The request: Could you pull every line from the one containing "Mark the chair" down to the one containing "pixel 126 73", both included, out of the listing below and copy them word for word?

Data lines:
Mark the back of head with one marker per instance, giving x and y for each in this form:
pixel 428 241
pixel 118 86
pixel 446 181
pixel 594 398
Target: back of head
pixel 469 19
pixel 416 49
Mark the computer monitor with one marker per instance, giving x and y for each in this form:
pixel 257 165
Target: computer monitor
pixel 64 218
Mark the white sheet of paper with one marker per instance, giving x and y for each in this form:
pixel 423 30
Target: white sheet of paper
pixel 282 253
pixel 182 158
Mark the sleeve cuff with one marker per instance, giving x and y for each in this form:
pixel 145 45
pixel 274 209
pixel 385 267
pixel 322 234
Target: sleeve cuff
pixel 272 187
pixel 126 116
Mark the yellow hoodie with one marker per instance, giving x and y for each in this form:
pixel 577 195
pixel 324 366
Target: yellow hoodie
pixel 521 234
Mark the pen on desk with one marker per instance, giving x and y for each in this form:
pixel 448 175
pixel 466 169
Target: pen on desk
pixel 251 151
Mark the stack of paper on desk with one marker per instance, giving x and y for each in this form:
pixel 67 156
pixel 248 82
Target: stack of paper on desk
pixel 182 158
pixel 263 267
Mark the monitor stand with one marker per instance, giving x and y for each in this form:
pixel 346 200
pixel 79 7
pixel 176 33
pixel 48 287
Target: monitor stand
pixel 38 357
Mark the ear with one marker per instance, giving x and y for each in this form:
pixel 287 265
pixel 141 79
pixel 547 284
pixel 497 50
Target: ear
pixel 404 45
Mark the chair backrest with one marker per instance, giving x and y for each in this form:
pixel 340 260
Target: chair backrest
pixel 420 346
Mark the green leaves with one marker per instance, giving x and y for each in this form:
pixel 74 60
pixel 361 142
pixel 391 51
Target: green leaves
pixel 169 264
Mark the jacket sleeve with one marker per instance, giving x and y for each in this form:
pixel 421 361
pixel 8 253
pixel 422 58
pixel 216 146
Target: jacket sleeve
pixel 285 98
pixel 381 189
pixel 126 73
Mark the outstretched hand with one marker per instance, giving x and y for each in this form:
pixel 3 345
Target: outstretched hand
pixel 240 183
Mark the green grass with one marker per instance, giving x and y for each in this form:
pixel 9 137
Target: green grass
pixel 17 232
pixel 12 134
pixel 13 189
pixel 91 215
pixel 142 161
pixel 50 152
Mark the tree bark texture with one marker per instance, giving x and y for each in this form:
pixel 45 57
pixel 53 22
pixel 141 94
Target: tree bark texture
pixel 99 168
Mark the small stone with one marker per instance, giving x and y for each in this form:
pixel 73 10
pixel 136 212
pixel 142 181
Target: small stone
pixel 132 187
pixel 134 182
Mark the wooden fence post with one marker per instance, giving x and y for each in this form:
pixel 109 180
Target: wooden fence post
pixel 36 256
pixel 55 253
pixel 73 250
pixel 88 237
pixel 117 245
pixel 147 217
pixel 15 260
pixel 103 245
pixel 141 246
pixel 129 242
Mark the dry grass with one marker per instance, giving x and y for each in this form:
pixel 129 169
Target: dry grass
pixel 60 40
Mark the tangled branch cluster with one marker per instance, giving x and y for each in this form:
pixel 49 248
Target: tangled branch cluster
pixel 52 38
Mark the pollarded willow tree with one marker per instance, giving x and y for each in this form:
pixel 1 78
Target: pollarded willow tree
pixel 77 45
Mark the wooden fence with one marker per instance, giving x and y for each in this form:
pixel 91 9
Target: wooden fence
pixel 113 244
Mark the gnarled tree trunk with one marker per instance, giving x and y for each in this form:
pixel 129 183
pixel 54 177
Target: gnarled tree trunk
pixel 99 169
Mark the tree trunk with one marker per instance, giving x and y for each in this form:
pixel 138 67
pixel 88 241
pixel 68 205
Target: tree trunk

Exercise response:
Mark the chair backrest with one marker per instance, giving x and y for each in this form:
pixel 340 260
Target: chair backrest
pixel 420 346
Mark the green leaves with one marker per instance, giving x and y for each in this form:
pixel 74 60
pixel 361 142
pixel 391 51
Target: green leaves
pixel 169 264
Mark the jacket sleeve with one marker per instance, giving x and y for each in this form:
pixel 421 361
pixel 8 253
pixel 422 58
pixel 216 146
Target: jacket sleeve
pixel 285 98
pixel 381 189
pixel 126 73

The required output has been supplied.